## Document section

Dangers of Alcoholism
People consume alcohol for different reasons. For most people, alcohol is an essential part of their social life. Whenever they spend time with their friends and family, they have to take alcohol because it is part of their social norms. Another example of this is workmates and friends catching up after a hard day’s work to unwind over a bottle of beer, or a glass of scotch. Other common reasons for taking alcohol include to numb negative emotions and moods such as stress and anxiety. A person with these types of emotions takes alcohol to forget their problems temporarily. People also consume alcohol to boost their confidence, for example, when they want to do something but they don’t feel confident enough. Despite all these reasons, the consumption of alcohol comes with adverse long-term consequences such as diseases, mental health problems, and addiction, as well as short term consequences like impaired judgment.
Alcohol consumption, especially excessive consumption, is a serious issue in society. An important step in addressing the challenges of excessive drinking is finding out some of the factors that push people to drink. An article on Psychology Today titled ‘Why Do People Drink?” gives some of these motivating factors. Before a person takes any action, they have to determine the value and benefit that comes from it, and alcohol consumption is no different. Past experience with alcohol is the first determining factor if the person had a positive interaction and reaction to alcohol before; they are more likely to do it again (Heshmat). The second factor is personality type; impulsive people are more likely to consume alcohol excessively without caring about the consequences. Another factor is social norms; some people consider alcohol an essential part of social interactions like parties, weddings, and spending time with peers.
When a person consumes a few drinks, several things happen to them in the short term. The first thing is that it lowers their inhibition, and they can do things that they wouldn’t do ordinarily. For example, a person can gamble away a lot of their savings and risk their financial security under the influence of alcohol. The second temporary effect of alcohol consumption is impaired judgment and a low level of concentration. Drunk driving is one of the consequences of impaired judgment. Drunk drivers cause hundreds of thousands of deaths each year across the world. Apart from posing a danger to their own lives when driving under the influence, drunk drivers also threaten the lives of motorists and pedestrians on the road (Hingson & Zha 1479). Automobile accidents can also result in serious injuries that cost a lot of money to be treated.

## Problems and tasks
a - According to the essay on alcoholism, which kind of personality is more likely to consume alcohol excessively?
b - Repeat the essay on alcoholism word for word, starting at "When a person" and ending at "to be treated.".
c - Write the next part of the essay on alcoholism, picking up after its last sentence.

## Referring expression pointing data
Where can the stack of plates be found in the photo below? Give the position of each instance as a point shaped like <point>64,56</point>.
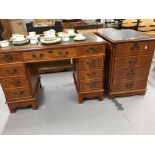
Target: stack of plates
<point>52,40</point>
<point>20,42</point>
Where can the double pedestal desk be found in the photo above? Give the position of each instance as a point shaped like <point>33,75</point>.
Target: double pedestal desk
<point>120,65</point>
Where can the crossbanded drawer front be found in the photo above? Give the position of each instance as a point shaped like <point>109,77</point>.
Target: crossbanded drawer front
<point>50,54</point>
<point>14,83</point>
<point>131,73</point>
<point>133,61</point>
<point>10,57</point>
<point>91,85</point>
<point>91,50</point>
<point>18,94</point>
<point>133,48</point>
<point>62,53</point>
<point>90,74</point>
<point>12,70</point>
<point>95,62</point>
<point>129,85</point>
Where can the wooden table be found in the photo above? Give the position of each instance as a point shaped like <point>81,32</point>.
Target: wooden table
<point>127,63</point>
<point>19,69</point>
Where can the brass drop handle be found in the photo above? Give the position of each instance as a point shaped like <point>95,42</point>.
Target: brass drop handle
<point>7,57</point>
<point>132,62</point>
<point>41,55</point>
<point>91,74</point>
<point>21,93</point>
<point>64,53</point>
<point>16,82</point>
<point>34,56</point>
<point>129,85</point>
<point>93,85</point>
<point>11,71</point>
<point>91,50</point>
<point>50,52</point>
<point>135,46</point>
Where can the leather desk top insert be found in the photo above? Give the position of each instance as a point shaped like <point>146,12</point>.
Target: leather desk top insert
<point>19,69</point>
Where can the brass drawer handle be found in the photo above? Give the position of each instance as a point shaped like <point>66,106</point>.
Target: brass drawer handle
<point>34,56</point>
<point>64,53</point>
<point>91,50</point>
<point>91,75</point>
<point>50,52</point>
<point>132,62</point>
<point>135,46</point>
<point>21,93</point>
<point>11,71</point>
<point>7,57</point>
<point>92,63</point>
<point>129,85</point>
<point>131,73</point>
<point>16,83</point>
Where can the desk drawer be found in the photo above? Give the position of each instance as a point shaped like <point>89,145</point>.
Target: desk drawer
<point>91,50</point>
<point>94,62</point>
<point>133,61</point>
<point>50,54</point>
<point>18,94</point>
<point>12,70</point>
<point>129,85</point>
<point>90,74</point>
<point>10,57</point>
<point>91,85</point>
<point>131,73</point>
<point>133,48</point>
<point>14,83</point>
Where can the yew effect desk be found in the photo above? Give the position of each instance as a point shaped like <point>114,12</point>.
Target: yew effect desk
<point>19,69</point>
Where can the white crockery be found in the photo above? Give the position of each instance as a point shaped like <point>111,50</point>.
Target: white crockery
<point>65,37</point>
<point>4,43</point>
<point>32,34</point>
<point>71,31</point>
<point>34,40</point>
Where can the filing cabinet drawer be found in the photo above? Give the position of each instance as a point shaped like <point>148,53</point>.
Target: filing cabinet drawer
<point>12,70</point>
<point>90,74</point>
<point>10,57</point>
<point>18,94</point>
<point>131,73</point>
<point>132,48</point>
<point>14,83</point>
<point>129,85</point>
<point>91,50</point>
<point>91,85</point>
<point>94,62</point>
<point>133,61</point>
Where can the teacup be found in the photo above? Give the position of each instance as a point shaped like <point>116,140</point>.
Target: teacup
<point>4,43</point>
<point>71,31</point>
<point>79,35</point>
<point>17,36</point>
<point>34,40</point>
<point>32,34</point>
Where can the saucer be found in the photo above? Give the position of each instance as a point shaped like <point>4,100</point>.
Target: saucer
<point>50,41</point>
<point>79,39</point>
<point>72,35</point>
<point>20,42</point>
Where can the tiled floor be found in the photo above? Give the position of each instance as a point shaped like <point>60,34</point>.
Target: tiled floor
<point>60,113</point>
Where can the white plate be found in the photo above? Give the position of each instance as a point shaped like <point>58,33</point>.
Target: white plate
<point>50,41</point>
<point>20,42</point>
<point>79,39</point>
<point>72,35</point>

## Exercise answers
a - Impulsive people.

b -
When a person consumes a few drinks, several things happen to them in the short term. The first thing is that it lowers their inhibition, and they can do things that they wouldn’t do ordinarily. For example, a person can gamble away a lot of their savings and risk their financial security under the influence of alcohol. The second temporary effect of alcohol consumption is impaired judgment and a low level of concentration. Drunk driving is one of the consequences of impaired judgment. Drunk drivers cause hundreds of thousands of deaths each year across the world. Apart from posing a danger to their own lives when driving under the influence, drunk drivers also threaten the lives of motorists and pedestrians on the road (Hingson & Zha 1479). Automobile accidents can also result in serious injuries that cost a lot of money to be treated.

c -
When a person consumes significant amounts of alcohol over a long time, they get addicted. Alcohol addiction is a serious issue. A survey carried out by the National Survey on Drug Use and Health in 2017 showed that about 14.4 million Americans over the age of 12 experienced an occurrence related to alcohol use disorder. An alcohol addict faces many problems in life related to their addiction. One of these is that their education, family, and work are affected. At work, an addict will fail to show up on time and do shoddy work on the jobs assigned to them. Eventually, they will lose their job if they do not get the help that they need on time (Roman & O’Brien 162). An alcoholic also neglects their family responsibilities, such as financial and emotional wellbeing of family members. An alcohol addict needs to go to rehabilitation centers to get treatment that will help them manage their alcoholism. However, the process of recovery takes a lifetime of work and commitment.
The long-term consequences of excessive alcohol consumption are quite severe. The most well-known disease caused by alcoholism is liver cirrhosis that kills tens of thousands of people each year (Scaglione et al. 695). Alcoholism has also been found to increase a person’s risk of developing cancers such as mouth, esophageal, and breast cancer. Alcoholism also affects a person’s brain by reducing the gray matter in the brain. Excessive consumption of alcohol affects other areas of the body such as the cardiovascular, reproductive, and nervous and digestive system. Women who consume alcohol while pregnant risk giving birth to babies with Fetal Alcohol Syndrome that leads to developmental issues as the child grows up. From this discussion, it is clear that excessive consumption of alcohol is harmful for many reasons. People should avoid excessive consumption of alcohol to safeguard their mental and physical wellbeing, as well as that of others around them.
Heshmat, Shahram. “Why Do People Drink?” Psychology Today. 3 March 2017. Retrieved from www.psychologytoday.com/us/blog/science-choice/201703/why-do-people-drinkHingson, Ralph W., and Wenxing Zha. “Age of drinking onset, alcohol use disorders, frequent heavy drinking, and unintentionally injuring oneself and others after drinking.” Pediatrics 123.6 (2009): 1477-1484.
Roman, Paul M., and Lauren A. O’Brien. “Dangerous concoctions: alcohol, employment and the family.” Risky Business. Routledge, 2016. 157-176.
Scaglione, Steven, et al. “The epidemiology of cirrhosis in the United States.” Journal of clinical gastroenterology 49.8 (2015): 690-696.